## Stated goal
Beginning with the line containing "mown grass lawn" and ending with the last line, repeat the records exactly.

## Information given
::::
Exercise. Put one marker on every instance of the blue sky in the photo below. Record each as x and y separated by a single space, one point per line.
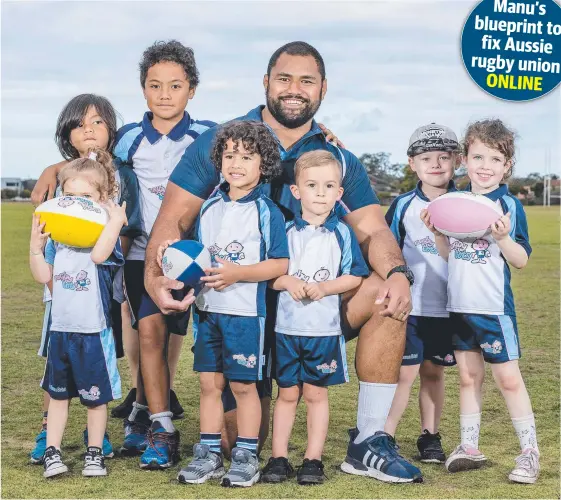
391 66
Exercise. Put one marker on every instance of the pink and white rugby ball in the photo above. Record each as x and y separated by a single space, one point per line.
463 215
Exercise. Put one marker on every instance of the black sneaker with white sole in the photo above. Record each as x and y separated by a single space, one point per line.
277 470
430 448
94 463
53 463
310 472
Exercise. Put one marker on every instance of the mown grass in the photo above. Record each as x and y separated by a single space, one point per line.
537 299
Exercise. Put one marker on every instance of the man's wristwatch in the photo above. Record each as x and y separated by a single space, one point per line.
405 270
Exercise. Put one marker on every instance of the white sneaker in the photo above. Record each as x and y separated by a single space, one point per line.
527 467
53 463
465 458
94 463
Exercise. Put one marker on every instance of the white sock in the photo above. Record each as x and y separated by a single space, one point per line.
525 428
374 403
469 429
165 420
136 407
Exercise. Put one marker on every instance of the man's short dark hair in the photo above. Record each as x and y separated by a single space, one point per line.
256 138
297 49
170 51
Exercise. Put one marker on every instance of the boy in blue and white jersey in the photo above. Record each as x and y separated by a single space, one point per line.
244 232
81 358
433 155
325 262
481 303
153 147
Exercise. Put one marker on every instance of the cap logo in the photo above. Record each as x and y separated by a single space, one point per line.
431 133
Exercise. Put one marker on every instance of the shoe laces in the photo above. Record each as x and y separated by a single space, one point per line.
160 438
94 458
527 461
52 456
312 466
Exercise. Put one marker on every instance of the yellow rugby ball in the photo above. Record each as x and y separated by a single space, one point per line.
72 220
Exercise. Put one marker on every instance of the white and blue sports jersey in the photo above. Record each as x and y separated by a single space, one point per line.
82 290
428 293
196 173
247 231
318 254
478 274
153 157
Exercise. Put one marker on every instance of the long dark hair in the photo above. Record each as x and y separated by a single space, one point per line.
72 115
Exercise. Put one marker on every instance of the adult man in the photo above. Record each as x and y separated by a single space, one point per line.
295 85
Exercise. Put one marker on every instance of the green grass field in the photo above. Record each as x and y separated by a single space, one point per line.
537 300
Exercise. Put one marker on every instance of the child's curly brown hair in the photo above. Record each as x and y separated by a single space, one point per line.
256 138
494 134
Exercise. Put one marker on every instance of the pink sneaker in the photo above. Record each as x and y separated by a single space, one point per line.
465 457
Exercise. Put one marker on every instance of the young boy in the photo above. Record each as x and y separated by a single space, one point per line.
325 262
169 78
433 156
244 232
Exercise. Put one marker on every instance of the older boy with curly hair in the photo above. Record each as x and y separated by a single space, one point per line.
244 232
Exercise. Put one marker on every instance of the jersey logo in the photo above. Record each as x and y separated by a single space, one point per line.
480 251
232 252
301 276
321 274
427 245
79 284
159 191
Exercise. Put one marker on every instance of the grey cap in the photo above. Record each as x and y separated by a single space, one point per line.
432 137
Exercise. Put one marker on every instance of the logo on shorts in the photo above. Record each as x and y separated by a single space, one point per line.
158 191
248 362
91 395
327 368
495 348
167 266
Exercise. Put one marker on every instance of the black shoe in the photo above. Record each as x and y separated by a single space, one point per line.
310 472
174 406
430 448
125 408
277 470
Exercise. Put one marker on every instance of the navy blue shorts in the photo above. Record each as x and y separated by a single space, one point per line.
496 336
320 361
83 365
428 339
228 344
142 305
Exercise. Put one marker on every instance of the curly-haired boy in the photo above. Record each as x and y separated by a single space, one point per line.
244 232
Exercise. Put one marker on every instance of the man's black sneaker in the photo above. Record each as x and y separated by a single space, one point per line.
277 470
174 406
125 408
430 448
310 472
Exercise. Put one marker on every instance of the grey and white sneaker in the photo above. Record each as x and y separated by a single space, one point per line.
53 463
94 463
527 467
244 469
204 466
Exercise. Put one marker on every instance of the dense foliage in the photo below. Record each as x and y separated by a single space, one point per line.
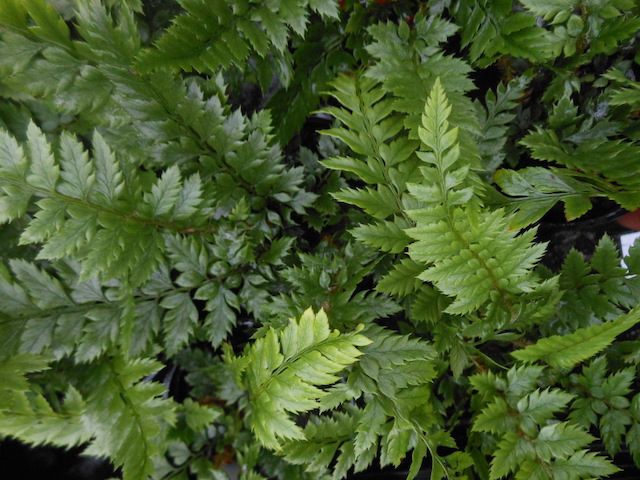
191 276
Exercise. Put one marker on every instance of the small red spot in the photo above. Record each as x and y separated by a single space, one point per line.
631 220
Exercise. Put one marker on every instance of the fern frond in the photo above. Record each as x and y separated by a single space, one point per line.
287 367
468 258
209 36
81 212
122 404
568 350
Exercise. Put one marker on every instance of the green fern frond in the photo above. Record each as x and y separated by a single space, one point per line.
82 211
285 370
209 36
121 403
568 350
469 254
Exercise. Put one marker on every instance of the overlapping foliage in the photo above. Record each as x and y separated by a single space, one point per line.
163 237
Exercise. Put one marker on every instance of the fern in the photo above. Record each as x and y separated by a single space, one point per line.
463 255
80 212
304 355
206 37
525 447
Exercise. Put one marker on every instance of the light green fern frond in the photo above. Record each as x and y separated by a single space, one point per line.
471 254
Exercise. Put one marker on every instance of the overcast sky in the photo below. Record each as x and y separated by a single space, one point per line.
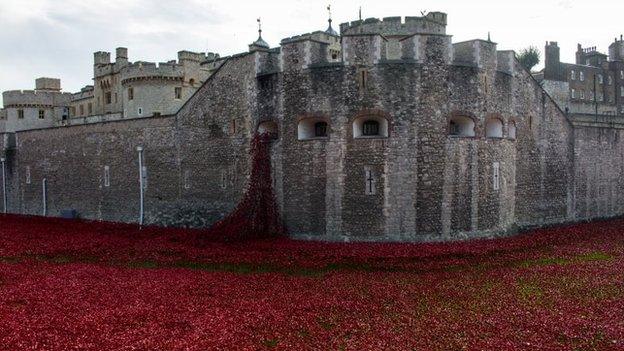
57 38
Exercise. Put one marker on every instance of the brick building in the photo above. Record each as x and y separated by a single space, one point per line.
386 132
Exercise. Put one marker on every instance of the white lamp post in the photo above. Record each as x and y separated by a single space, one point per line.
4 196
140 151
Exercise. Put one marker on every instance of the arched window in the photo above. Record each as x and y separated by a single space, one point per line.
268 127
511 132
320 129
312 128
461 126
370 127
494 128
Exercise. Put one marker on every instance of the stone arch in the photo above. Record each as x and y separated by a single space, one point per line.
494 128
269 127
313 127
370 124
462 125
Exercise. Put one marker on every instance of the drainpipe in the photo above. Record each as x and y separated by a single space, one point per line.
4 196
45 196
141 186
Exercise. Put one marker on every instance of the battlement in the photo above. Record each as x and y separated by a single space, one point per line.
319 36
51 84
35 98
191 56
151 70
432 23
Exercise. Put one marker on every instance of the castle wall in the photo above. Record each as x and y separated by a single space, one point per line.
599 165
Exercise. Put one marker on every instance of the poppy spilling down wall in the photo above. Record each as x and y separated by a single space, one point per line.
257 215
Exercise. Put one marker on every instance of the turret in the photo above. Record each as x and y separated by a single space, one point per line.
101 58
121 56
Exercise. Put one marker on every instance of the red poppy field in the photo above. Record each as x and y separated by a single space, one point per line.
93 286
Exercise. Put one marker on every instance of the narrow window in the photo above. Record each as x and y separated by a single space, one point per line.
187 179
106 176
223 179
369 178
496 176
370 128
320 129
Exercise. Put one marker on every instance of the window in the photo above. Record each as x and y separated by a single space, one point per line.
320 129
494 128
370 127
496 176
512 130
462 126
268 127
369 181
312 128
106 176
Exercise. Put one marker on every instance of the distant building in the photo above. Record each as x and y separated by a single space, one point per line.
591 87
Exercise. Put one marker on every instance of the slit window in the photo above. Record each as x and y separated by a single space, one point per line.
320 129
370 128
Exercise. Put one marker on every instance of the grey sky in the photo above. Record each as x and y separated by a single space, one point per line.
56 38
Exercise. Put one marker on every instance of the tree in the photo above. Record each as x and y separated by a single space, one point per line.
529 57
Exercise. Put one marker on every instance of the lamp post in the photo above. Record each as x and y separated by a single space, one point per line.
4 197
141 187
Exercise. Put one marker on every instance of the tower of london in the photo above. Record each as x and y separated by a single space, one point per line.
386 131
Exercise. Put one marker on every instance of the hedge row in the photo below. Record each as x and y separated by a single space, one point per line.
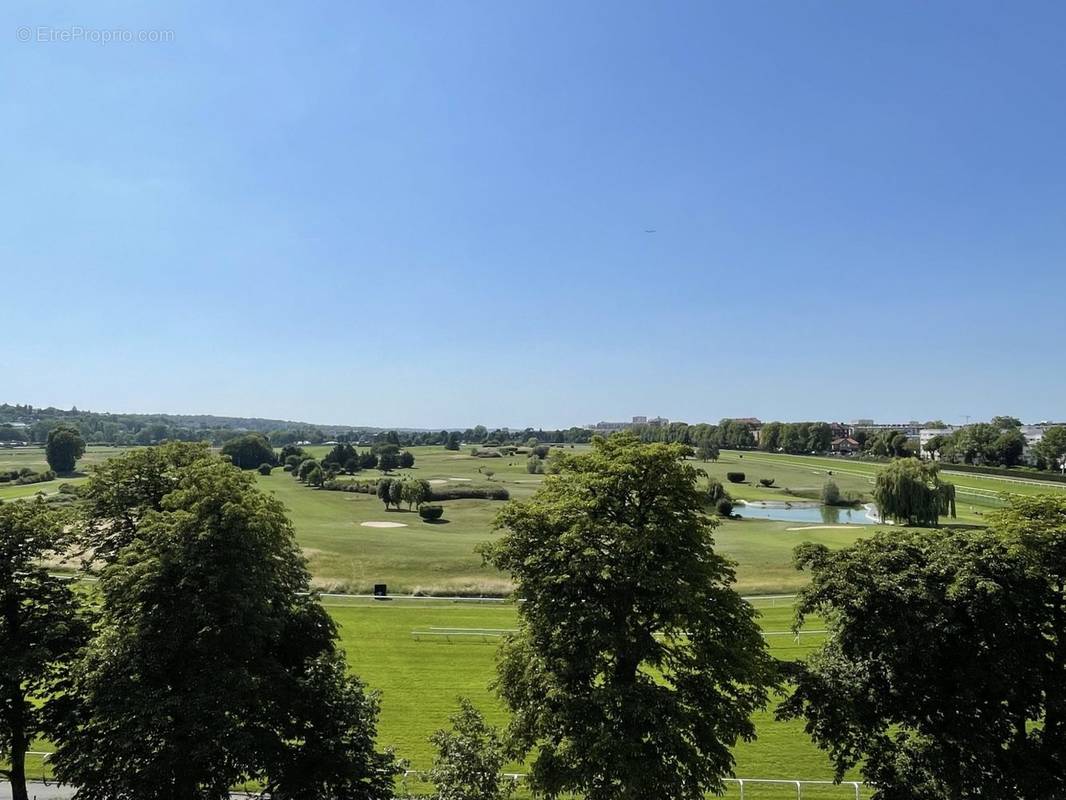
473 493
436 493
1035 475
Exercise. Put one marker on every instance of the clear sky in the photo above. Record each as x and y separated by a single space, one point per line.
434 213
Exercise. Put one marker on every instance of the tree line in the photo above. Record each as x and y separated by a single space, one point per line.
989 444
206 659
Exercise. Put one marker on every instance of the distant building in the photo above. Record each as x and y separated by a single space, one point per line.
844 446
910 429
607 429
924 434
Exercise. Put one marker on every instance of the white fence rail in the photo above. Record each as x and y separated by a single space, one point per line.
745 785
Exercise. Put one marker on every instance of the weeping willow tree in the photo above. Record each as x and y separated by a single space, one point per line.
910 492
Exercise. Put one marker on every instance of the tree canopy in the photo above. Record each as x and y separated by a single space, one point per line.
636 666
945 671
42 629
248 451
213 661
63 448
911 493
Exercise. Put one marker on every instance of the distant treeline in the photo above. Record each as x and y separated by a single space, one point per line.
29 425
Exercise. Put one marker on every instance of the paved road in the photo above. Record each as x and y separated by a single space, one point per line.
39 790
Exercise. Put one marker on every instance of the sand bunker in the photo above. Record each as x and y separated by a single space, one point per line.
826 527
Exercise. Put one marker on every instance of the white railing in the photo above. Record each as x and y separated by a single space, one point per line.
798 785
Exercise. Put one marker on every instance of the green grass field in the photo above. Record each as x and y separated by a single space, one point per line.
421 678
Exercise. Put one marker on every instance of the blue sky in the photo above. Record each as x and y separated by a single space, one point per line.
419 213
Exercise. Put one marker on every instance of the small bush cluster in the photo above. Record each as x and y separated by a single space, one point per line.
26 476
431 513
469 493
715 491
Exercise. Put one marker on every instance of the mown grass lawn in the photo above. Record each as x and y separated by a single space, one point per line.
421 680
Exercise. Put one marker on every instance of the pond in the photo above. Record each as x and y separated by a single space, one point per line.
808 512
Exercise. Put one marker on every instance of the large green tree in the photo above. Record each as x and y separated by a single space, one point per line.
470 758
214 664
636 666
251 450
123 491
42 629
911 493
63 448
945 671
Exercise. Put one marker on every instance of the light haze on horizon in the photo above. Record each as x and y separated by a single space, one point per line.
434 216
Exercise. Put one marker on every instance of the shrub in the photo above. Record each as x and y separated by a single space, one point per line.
::::
## Answer for the task
Exercise. Put one marker on every instance of the mown grass lawn in the photo above. Record each as x and y separated by a single space, one point per line.
421 680
Exercise. Put one marker on every instance of the pond in the photo above. Record each as x and y separated by a single space, one point per line.
808 512
Exercise. Put one marker on every instance of the large green tree in the photo above. Record each as x and y separated by a single space, one point per line.
470 758
214 664
636 666
251 450
123 491
42 629
911 493
63 448
945 671
Exercise. Put one marker on every instance of the light haze on horizon in the photo above. Record each as x and y separated by a single space, one point per line.
434 216
Exercise. Put one marker on every instance of the shrub in the photo above. Record each as x and y separated by a single space, one point per line.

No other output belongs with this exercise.